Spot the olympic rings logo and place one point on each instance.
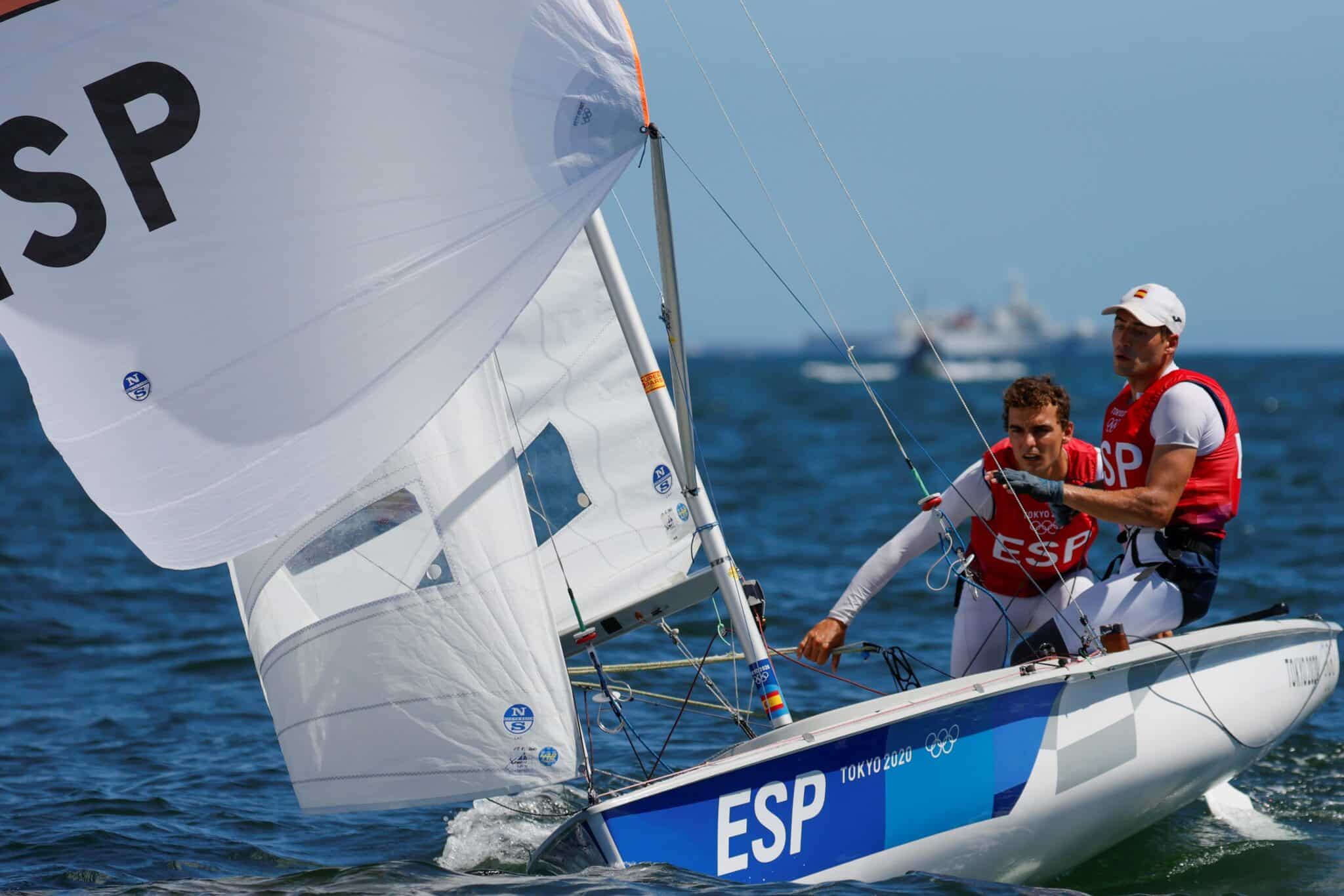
(942, 742)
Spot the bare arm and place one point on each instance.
(1151, 504)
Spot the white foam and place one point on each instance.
(491, 836)
(1236, 809)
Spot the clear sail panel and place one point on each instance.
(402, 637)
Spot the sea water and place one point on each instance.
(136, 751)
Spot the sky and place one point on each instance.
(1086, 147)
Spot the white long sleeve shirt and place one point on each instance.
(968, 495)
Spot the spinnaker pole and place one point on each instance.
(707, 525)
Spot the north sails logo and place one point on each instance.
(136, 386)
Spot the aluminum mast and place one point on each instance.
(707, 525)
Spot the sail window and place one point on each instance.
(390, 542)
(551, 484)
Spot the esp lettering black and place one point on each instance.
(135, 151)
(49, 187)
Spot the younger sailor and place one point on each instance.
(1171, 472)
(1032, 574)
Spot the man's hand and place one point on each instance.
(824, 637)
(1063, 515)
(1045, 491)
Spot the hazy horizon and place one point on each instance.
(1090, 150)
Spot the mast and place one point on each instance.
(673, 314)
(707, 525)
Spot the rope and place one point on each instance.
(654, 666)
(684, 701)
(1214, 715)
(534, 815)
(820, 670)
(652, 699)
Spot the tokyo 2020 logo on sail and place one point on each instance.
(942, 741)
(518, 719)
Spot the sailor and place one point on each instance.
(1171, 460)
(1031, 566)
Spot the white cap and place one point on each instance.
(1154, 305)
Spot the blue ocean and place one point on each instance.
(137, 754)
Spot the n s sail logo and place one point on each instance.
(133, 151)
(518, 719)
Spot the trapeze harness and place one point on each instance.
(1031, 552)
(1192, 540)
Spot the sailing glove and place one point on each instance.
(1046, 491)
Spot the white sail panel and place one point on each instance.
(249, 249)
(404, 638)
(621, 528)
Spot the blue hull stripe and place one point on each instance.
(835, 802)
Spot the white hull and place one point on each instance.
(1045, 770)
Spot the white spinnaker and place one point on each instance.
(566, 365)
(368, 198)
(398, 633)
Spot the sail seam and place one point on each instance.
(280, 733)
(397, 774)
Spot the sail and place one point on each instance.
(614, 515)
(402, 637)
(247, 250)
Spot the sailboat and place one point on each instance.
(324, 295)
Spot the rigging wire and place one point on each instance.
(684, 701)
(882, 407)
(882, 256)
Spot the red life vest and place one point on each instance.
(998, 558)
(1214, 489)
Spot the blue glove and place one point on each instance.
(1046, 491)
(1023, 483)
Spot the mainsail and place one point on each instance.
(624, 529)
(247, 250)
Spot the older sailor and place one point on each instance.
(1032, 566)
(1171, 458)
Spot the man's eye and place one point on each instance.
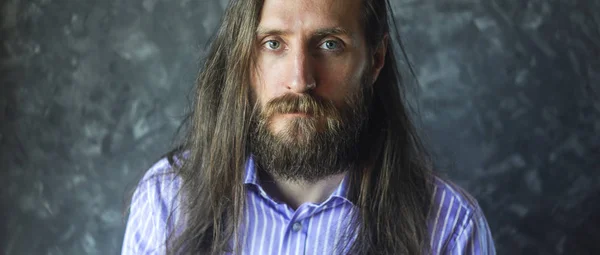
(331, 45)
(273, 45)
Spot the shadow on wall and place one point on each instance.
(583, 237)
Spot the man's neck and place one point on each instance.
(295, 193)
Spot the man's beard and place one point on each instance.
(308, 148)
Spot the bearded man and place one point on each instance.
(300, 142)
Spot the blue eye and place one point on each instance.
(330, 45)
(273, 45)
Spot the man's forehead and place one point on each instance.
(289, 16)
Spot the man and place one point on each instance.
(300, 143)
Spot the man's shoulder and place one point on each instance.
(159, 182)
(453, 212)
(449, 196)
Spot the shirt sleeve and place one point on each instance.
(475, 237)
(146, 229)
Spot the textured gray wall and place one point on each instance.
(92, 92)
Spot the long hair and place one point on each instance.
(392, 194)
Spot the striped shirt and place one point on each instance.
(456, 223)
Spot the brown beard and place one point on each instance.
(312, 147)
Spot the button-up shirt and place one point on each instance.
(456, 223)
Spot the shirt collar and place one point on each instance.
(251, 178)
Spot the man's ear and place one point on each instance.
(378, 58)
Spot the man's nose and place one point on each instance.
(302, 72)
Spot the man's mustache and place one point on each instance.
(308, 104)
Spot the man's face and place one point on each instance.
(314, 47)
(311, 81)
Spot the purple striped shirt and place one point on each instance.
(456, 223)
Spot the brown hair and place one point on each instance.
(392, 193)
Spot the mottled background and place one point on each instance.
(92, 92)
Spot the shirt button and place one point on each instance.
(297, 226)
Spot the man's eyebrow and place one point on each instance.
(332, 31)
(319, 33)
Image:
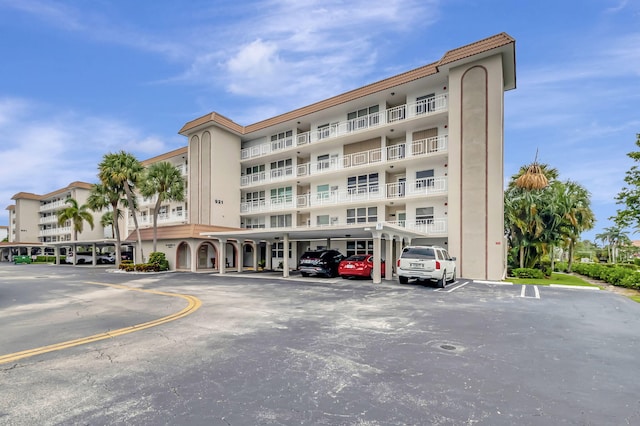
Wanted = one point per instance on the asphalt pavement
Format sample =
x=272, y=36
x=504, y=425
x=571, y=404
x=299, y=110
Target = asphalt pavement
x=248, y=349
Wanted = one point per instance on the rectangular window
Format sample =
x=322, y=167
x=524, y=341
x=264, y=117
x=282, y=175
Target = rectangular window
x=277, y=250
x=322, y=220
x=424, y=215
x=424, y=178
x=362, y=184
x=281, y=221
x=281, y=195
x=425, y=104
x=282, y=140
x=362, y=215
x=363, y=118
x=359, y=247
x=254, y=222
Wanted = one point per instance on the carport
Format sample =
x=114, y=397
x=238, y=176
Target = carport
x=391, y=234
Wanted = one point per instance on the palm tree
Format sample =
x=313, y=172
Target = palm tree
x=122, y=172
x=104, y=197
x=77, y=214
x=165, y=181
x=612, y=237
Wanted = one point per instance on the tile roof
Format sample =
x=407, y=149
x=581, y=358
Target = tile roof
x=178, y=232
x=451, y=56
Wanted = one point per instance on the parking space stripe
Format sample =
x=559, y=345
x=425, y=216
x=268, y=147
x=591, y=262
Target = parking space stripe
x=193, y=303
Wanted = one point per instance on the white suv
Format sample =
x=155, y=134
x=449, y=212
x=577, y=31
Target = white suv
x=431, y=263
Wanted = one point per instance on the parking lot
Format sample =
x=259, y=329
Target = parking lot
x=89, y=346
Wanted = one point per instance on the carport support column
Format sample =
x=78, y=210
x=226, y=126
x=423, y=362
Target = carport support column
x=267, y=255
x=285, y=260
x=388, y=260
x=377, y=244
x=255, y=247
x=239, y=252
x=222, y=262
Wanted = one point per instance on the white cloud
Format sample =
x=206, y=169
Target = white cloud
x=44, y=150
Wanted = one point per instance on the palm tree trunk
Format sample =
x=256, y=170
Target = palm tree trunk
x=127, y=189
x=116, y=230
x=156, y=208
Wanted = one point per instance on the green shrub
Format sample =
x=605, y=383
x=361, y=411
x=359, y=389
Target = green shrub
x=159, y=259
x=561, y=266
x=528, y=273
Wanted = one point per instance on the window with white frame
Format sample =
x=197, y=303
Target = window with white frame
x=359, y=247
x=322, y=220
x=424, y=215
x=255, y=197
x=281, y=168
x=424, y=178
x=254, y=222
x=277, y=250
x=282, y=140
x=362, y=184
x=362, y=215
x=281, y=195
x=280, y=221
x=425, y=104
x=363, y=118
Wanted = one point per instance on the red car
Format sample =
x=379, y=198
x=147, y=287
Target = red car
x=358, y=265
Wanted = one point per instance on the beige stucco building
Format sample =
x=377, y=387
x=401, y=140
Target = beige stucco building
x=416, y=158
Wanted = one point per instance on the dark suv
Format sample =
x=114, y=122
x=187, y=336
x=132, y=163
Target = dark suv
x=320, y=262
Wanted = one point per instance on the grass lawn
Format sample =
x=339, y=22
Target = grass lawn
x=564, y=279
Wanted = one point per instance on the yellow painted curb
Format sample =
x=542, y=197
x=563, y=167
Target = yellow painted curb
x=193, y=304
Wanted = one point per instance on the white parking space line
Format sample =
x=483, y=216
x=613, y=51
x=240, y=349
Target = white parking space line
x=454, y=287
x=535, y=291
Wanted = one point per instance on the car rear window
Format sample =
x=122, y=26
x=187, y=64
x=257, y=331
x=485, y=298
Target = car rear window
x=357, y=257
x=311, y=255
x=418, y=253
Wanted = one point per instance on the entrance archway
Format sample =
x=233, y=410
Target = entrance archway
x=183, y=256
x=207, y=256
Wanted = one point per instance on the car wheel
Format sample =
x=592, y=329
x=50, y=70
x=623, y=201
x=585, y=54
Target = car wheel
x=442, y=281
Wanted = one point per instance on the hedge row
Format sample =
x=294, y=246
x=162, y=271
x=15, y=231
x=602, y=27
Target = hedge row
x=619, y=275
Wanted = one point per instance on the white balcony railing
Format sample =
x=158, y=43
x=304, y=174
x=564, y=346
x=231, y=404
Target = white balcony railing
x=419, y=148
x=163, y=219
x=49, y=219
x=54, y=231
x=418, y=109
x=420, y=187
x=56, y=205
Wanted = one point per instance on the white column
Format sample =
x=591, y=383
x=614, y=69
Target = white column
x=285, y=260
x=388, y=259
x=255, y=246
x=222, y=252
x=377, y=242
x=239, y=255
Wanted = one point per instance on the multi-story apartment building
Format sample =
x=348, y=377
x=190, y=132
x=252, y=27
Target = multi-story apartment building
x=414, y=158
x=417, y=157
x=33, y=219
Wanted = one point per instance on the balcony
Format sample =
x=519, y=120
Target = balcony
x=163, y=219
x=419, y=188
x=54, y=231
x=56, y=205
x=390, y=116
x=415, y=149
x=49, y=219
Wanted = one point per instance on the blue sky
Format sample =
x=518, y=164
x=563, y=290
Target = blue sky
x=80, y=79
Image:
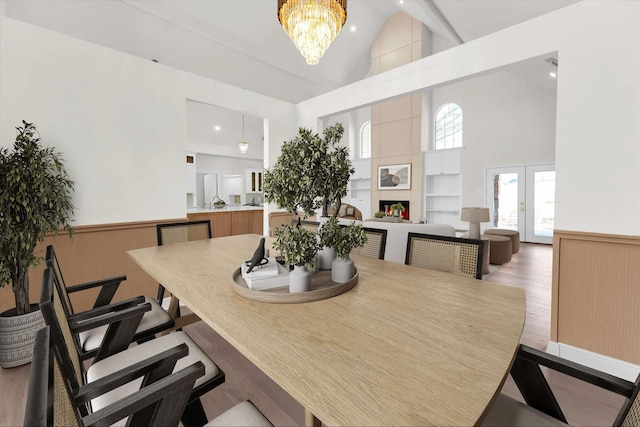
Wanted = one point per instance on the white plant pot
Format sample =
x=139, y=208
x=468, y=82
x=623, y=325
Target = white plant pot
x=299, y=280
x=342, y=269
x=325, y=258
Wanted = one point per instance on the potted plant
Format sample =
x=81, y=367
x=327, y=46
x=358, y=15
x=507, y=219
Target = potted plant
x=298, y=246
x=310, y=173
x=35, y=199
x=348, y=238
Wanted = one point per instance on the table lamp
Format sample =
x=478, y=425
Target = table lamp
x=474, y=216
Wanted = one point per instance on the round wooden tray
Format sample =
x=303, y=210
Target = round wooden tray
x=321, y=288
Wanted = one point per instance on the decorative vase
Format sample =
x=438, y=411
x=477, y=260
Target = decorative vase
x=326, y=256
x=299, y=279
x=17, y=334
x=342, y=269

******************************

§ Activity
The exact lines of the material above starting at the one that contains "x=322, y=167" and ending at the one that contains "x=423, y=362" are what to retype; leave out everything else.

§ Written answer
x=322, y=167
x=524, y=341
x=264, y=117
x=282, y=175
Target = rectangular window
x=277, y=250
x=322, y=220
x=424, y=215
x=424, y=178
x=362, y=184
x=281, y=221
x=281, y=195
x=425, y=104
x=282, y=140
x=362, y=215
x=363, y=118
x=359, y=247
x=254, y=222
Wanted = one point per instance on the carport
Format sample =
x=114, y=397
x=238, y=176
Target = carport
x=391, y=234
Wanted = one point per instance on the palm tree
Format sample =
x=313, y=172
Target = palm tree
x=122, y=172
x=104, y=197
x=77, y=214
x=165, y=181
x=612, y=237
Wanted = one point per instance on the tile roof
Format sample =
x=407, y=149
x=581, y=358
Target = tile roof
x=178, y=232
x=451, y=56
Wanted = one point per instance on the parking space stripe
Format sample =
x=559, y=345
x=425, y=216
x=268, y=147
x=591, y=262
Target = parking space stripe
x=193, y=303
Wanted = one point per instance on the white suv
Format sample =
x=155, y=134
x=449, y=212
x=577, y=31
Target = white suv
x=431, y=263
Wanted = one point per instance on the parking lot
Format sample =
x=259, y=329
Target = parking lot
x=89, y=346
Wanted = one point per instance on the carport support column
Format sample =
x=78, y=210
x=226, y=126
x=423, y=362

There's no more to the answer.